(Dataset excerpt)
————
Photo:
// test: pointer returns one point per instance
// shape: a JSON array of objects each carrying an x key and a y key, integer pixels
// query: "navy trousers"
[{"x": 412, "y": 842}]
————
| EXERCISE |
Convert every line of the material above into a Markdown table with two columns, "Row" and "Line text," numbering the rows and omitting blank lines.

| FULL RESPONSE |
| Row | Line text |
|---|---|
| 1 | Photo: |
| 2 | // test: pointer returns one point per instance |
| 3 | // shape: a JSON array of objects each carrying an x key and a y key, integer pixels |
| 4 | // query: "navy trousers" |
| 5 | [{"x": 412, "y": 842}] |